+++ Information supplied
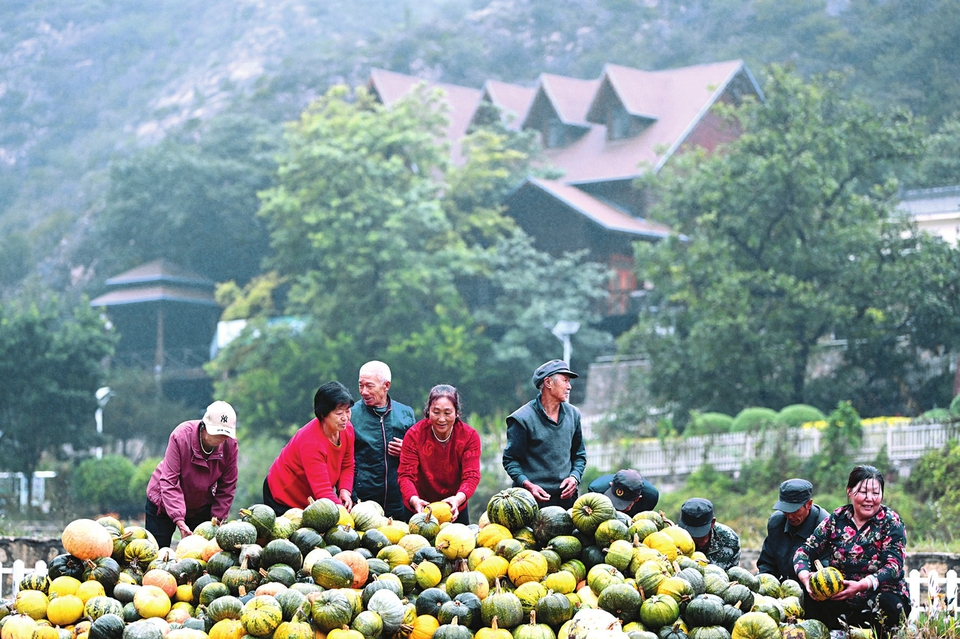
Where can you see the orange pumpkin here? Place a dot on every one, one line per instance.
(86, 539)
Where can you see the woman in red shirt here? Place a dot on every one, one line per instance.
(440, 458)
(318, 460)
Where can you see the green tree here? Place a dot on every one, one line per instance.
(786, 237)
(191, 199)
(50, 366)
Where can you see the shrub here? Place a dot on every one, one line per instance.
(101, 484)
(708, 424)
(750, 419)
(795, 415)
(955, 406)
(936, 413)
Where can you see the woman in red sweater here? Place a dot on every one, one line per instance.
(440, 458)
(318, 460)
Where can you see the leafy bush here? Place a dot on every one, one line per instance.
(795, 415)
(140, 479)
(100, 485)
(955, 406)
(708, 424)
(750, 419)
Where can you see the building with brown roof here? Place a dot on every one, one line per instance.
(166, 316)
(602, 134)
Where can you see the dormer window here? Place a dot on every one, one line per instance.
(618, 126)
(555, 134)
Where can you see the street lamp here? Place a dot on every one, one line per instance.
(103, 396)
(563, 330)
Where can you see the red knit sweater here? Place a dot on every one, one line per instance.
(433, 470)
(311, 466)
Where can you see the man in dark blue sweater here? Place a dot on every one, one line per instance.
(545, 452)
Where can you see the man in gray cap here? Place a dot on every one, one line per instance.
(628, 490)
(719, 543)
(545, 452)
(794, 519)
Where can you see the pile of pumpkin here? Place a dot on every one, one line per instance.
(322, 573)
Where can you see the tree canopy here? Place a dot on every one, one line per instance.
(50, 364)
(384, 250)
(785, 240)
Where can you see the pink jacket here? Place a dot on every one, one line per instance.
(186, 481)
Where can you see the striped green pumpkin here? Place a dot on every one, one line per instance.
(513, 508)
(261, 615)
(825, 583)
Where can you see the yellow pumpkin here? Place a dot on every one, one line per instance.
(86, 539)
(33, 603)
(664, 543)
(527, 565)
(64, 610)
(455, 541)
(682, 539)
(442, 511)
(492, 534)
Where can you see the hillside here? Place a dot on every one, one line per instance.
(83, 84)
++++++
● **What the task asks**
Copy verbatim every line of the listing from the one containing "Where can you see the dormer" through the end, including both.

● **Output for this task**
Where can you see the dormer window here? Place a dot on every one, one line per instance.
(618, 126)
(555, 134)
Where can you see the street lamp here? Place a dot on every one, one line per instance.
(103, 396)
(563, 330)
Where can you see the red knit sweater here? Place a dot on every one, one line per instance.
(433, 470)
(311, 466)
Where can you see the man in dark blue sweater here? Place a dot on every one, one line per instance.
(545, 452)
Where can you see the man in gray cap here? Place a dot on every one, one line per instance.
(628, 490)
(719, 543)
(545, 452)
(794, 519)
Where can you see the pile of pumpkin here? Place a dot on every one, one line per instance.
(322, 573)
Where can you see the tree canopy here? Place a dot on every one, one line per instance.
(50, 364)
(384, 250)
(785, 240)
Where can you see the pink jacket here? Place a dot on every one, one line per instance.
(186, 481)
Where can you see the striped green pumpkin here? Place a dot on every one, one line per instance.
(513, 508)
(261, 615)
(825, 583)
Where can you see the yellow pumpkin here? Place a dot on every one, one line per instance.
(86, 539)
(33, 603)
(664, 543)
(527, 565)
(64, 610)
(455, 541)
(682, 539)
(442, 511)
(492, 534)
Where can you see the hillside here? Place a dot on every one, one line per instance.
(83, 84)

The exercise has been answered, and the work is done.